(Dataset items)
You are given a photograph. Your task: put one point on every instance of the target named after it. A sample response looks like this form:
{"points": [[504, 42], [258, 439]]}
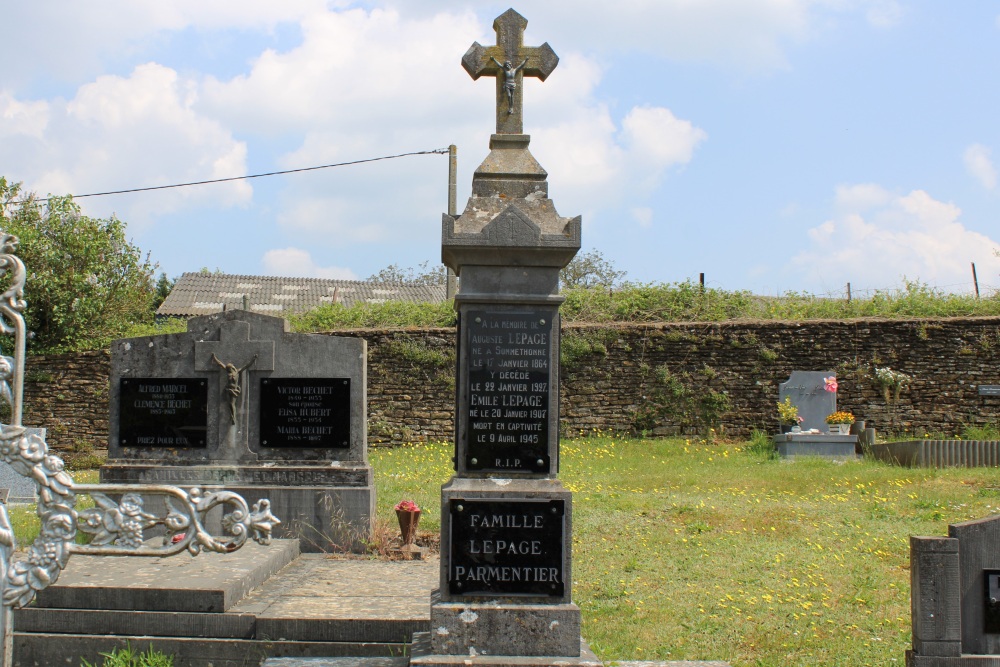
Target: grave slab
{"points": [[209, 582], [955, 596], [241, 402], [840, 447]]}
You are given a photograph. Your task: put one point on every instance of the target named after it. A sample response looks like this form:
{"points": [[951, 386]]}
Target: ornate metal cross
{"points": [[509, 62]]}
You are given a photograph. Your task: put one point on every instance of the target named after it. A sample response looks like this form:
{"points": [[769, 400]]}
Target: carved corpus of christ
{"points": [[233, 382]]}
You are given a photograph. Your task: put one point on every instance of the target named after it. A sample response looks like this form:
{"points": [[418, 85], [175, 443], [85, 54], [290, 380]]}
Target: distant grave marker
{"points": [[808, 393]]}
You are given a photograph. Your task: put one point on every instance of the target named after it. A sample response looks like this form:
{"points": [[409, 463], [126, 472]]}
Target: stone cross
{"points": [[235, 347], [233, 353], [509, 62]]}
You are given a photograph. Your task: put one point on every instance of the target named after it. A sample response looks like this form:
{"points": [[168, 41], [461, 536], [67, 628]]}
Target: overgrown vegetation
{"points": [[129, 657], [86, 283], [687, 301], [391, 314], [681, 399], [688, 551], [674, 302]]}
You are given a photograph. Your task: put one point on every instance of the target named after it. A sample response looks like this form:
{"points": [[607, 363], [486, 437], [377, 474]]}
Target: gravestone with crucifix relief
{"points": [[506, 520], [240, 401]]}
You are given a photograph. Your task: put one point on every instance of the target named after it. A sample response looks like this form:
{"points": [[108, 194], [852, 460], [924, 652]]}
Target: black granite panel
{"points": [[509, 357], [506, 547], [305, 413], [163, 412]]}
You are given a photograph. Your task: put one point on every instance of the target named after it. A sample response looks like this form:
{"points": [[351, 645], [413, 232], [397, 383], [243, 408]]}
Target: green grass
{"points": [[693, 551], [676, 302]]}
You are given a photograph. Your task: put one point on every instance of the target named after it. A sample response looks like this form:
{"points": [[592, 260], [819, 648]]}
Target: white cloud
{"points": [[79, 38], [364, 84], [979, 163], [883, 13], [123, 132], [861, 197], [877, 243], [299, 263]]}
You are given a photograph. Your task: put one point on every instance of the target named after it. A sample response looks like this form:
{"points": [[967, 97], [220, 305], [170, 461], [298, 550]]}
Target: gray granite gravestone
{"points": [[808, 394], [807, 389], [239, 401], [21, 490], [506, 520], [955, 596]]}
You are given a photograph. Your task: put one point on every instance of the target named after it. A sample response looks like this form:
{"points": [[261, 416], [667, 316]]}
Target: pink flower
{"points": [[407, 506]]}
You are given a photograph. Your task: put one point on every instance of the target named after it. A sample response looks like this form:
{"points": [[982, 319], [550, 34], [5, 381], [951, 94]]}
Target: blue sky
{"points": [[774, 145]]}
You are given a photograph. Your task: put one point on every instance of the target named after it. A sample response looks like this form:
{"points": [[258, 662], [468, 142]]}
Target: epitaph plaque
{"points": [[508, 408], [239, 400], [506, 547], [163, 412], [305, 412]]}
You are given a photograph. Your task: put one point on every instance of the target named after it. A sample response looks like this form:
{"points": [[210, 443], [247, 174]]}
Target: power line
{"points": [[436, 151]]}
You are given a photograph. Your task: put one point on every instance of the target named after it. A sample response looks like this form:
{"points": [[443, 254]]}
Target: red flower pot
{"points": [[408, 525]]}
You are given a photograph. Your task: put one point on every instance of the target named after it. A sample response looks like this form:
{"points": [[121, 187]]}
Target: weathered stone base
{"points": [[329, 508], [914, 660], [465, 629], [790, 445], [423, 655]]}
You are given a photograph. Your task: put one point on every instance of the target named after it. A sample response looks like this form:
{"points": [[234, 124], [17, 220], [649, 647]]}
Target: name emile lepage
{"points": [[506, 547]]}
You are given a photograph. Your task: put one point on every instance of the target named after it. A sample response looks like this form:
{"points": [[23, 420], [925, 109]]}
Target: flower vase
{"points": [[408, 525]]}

==

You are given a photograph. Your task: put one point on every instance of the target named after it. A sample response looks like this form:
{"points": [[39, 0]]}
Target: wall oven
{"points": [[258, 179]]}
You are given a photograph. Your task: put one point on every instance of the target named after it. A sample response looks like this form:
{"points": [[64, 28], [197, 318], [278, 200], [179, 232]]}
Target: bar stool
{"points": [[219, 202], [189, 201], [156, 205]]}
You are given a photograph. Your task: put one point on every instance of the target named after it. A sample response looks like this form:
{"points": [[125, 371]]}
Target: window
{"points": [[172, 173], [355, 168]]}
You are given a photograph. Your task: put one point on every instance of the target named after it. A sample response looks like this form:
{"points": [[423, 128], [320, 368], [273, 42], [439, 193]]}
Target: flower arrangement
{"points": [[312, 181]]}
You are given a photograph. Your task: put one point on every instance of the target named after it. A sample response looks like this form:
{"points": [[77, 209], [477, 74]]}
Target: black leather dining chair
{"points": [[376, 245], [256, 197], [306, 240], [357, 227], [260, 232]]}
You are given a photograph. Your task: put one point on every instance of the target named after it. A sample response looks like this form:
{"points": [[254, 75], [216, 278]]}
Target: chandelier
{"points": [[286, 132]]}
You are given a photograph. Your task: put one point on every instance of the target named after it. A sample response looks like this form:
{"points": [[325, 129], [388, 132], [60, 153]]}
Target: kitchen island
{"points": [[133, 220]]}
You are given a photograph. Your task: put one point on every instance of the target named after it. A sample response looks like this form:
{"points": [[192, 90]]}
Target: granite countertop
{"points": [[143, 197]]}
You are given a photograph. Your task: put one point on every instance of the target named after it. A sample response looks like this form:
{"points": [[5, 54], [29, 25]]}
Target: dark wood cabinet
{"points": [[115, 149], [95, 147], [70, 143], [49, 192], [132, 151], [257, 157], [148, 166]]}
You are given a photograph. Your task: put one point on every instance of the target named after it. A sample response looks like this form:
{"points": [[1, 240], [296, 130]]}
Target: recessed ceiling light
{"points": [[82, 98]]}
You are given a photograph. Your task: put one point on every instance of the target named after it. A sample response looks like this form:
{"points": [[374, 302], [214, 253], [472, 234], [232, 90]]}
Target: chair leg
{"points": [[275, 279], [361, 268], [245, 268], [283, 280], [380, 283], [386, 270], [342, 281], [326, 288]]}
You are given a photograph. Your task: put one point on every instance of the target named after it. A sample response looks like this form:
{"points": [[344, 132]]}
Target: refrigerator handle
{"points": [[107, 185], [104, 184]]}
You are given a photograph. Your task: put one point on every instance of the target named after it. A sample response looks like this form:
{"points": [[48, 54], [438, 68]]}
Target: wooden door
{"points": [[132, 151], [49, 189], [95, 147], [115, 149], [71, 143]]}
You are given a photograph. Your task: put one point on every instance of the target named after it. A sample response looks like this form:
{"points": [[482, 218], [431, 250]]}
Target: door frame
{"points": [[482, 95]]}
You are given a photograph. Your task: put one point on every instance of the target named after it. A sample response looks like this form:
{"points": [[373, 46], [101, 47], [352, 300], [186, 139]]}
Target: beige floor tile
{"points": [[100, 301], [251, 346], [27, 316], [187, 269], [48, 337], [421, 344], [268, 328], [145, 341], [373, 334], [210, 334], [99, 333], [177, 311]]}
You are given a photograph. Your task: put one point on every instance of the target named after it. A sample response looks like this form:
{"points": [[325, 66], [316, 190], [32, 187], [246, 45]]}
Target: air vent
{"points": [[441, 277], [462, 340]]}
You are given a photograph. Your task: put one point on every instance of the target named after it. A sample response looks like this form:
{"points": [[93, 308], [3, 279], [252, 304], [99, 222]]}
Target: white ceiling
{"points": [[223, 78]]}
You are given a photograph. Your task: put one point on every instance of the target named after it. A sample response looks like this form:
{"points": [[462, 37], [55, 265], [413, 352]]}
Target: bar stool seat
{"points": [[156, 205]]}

--

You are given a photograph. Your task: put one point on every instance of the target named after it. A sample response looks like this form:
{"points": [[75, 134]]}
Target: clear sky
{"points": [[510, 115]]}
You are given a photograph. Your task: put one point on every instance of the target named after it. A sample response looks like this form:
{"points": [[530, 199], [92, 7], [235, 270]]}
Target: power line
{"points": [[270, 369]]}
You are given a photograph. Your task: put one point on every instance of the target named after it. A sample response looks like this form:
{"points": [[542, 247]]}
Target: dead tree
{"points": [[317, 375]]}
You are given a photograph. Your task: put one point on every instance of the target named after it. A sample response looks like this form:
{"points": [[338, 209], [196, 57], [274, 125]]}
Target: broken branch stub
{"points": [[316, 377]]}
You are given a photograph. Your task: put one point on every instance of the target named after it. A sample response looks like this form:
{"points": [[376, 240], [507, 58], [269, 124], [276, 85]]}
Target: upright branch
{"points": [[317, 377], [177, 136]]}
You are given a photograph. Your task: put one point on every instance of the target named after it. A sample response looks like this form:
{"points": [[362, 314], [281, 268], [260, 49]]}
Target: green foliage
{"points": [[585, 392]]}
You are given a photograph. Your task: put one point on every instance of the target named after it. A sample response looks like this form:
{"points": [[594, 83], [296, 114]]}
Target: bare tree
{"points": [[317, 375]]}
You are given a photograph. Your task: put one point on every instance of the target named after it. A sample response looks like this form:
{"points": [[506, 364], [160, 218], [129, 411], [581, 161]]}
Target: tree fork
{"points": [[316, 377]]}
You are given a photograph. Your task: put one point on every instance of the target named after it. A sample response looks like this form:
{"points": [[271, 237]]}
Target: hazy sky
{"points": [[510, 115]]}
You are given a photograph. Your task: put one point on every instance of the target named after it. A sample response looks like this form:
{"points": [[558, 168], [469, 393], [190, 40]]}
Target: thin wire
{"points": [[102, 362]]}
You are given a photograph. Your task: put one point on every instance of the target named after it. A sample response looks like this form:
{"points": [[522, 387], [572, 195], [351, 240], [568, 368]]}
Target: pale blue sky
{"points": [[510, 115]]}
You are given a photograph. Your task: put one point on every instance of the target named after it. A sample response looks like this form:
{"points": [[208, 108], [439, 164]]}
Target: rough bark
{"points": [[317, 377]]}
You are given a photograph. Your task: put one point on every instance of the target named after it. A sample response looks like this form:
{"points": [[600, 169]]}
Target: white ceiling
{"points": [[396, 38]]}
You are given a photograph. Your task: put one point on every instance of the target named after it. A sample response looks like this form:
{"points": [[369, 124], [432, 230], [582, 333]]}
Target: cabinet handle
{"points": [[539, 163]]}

## Short task
List each line in the rows above that contains the string "black". Matching is case-sensitive.

## Right answer
Target: black granite panel
Target: black leather dining chair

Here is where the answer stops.